- Task -
Gather every line of the data below that contains the string "vehicle" and copy each one out. The match is case-sensitive.
-------------------------
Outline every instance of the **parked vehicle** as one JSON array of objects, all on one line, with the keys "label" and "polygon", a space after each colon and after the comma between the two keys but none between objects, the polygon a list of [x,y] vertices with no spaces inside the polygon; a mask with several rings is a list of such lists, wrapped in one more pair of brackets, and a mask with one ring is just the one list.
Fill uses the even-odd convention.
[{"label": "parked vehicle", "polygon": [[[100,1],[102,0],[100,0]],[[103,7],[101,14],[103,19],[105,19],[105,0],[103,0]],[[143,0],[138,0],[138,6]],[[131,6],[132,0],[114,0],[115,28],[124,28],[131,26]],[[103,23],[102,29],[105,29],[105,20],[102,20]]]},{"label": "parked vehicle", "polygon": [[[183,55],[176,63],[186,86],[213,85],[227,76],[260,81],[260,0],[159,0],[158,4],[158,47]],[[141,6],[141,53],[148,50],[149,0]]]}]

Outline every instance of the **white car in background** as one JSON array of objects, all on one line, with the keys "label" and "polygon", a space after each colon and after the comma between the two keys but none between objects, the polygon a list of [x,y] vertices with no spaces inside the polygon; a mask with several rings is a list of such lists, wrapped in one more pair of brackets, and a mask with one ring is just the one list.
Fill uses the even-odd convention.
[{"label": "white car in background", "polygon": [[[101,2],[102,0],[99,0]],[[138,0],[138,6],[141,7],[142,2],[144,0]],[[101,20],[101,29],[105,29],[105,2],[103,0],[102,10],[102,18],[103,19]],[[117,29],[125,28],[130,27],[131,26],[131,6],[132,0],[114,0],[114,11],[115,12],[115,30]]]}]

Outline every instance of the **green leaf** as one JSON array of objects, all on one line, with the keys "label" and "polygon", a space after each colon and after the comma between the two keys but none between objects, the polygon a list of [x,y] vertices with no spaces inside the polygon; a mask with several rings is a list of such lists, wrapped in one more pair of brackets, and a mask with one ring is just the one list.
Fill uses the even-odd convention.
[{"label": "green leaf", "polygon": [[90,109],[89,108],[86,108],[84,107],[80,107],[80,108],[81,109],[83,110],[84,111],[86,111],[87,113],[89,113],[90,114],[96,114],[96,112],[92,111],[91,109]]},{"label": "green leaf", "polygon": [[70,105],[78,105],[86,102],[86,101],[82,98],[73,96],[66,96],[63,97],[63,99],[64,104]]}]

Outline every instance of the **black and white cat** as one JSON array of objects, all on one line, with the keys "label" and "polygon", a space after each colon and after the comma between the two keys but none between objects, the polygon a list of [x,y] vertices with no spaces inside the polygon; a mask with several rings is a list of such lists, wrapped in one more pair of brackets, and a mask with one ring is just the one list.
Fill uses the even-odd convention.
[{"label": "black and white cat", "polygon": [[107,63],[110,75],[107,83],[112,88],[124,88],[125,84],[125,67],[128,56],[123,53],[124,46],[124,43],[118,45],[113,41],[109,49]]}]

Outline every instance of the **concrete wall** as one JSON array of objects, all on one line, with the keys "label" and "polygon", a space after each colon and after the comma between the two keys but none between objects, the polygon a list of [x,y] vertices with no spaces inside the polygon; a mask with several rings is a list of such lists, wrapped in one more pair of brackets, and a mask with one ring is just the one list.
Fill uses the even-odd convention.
-------------------------
- Solution -
Outline every instance of the **parked vehicle** as one JSON array of objects, all on one line, with the keys "label" and "polygon", a space after each colon and after the comma between the two keys but none between objects, the polygon a list of [x,y] vertices with no spaces inside the polygon; a mask with several rings is a list of such lists, wrapped in one more pair of brackets, and a mask with one ring is just the one list.
[{"label": "parked vehicle", "polygon": [[[100,1],[102,0],[100,0]],[[103,7],[101,14],[103,19],[105,19],[105,0],[103,0]],[[143,0],[138,0],[138,6]],[[131,6],[132,0],[114,0],[115,28],[124,28],[131,26]],[[103,23],[102,29],[105,29],[105,20],[102,20]]]},{"label": "parked vehicle", "polygon": [[[183,55],[176,63],[186,86],[213,85],[227,76],[260,81],[260,0],[159,0],[158,4],[158,47]],[[141,6],[141,53],[148,50],[149,0]]]}]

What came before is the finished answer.